• _Your instructions_
Scan the records for the string "query" and state how many lines contain it, using the number alone.

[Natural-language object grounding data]

══════════════════════════════

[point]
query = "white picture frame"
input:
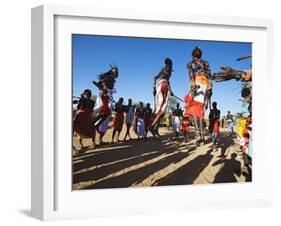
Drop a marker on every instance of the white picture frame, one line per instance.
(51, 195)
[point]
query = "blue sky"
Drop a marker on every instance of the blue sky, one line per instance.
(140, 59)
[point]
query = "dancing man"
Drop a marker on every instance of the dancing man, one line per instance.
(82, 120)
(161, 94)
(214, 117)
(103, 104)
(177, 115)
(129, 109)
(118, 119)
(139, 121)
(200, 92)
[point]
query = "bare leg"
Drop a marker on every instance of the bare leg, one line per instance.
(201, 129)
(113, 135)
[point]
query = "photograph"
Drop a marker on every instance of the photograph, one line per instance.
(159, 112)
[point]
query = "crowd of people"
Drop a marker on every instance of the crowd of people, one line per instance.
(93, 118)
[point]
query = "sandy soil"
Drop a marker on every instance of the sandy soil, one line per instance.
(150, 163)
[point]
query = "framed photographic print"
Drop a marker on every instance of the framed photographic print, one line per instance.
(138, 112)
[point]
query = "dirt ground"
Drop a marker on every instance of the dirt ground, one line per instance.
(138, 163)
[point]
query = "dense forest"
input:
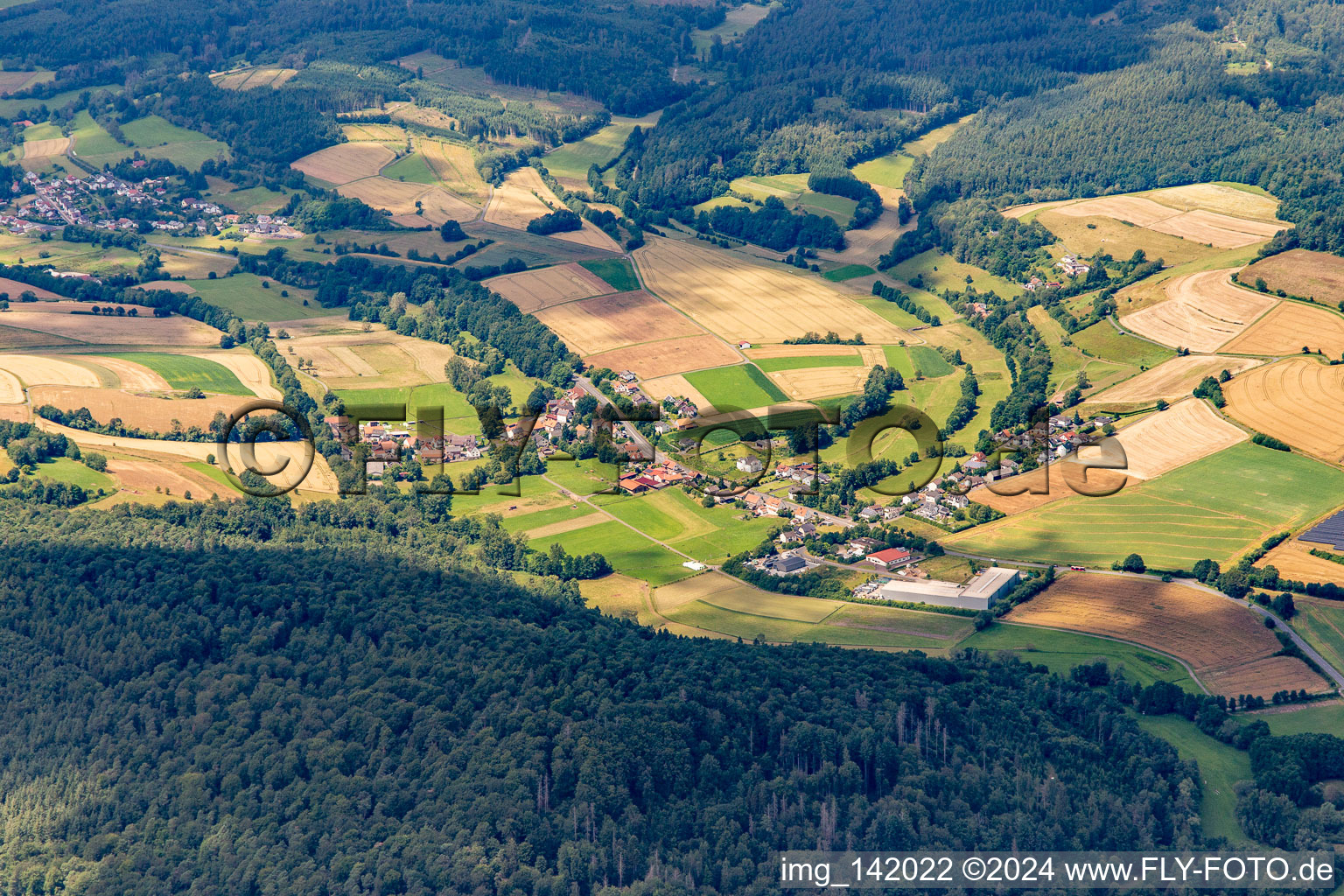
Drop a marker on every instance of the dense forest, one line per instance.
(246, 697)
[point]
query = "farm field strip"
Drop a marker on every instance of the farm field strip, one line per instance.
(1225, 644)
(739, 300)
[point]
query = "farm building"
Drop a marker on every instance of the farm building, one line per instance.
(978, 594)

══════════════════════════════

• _Reply_
12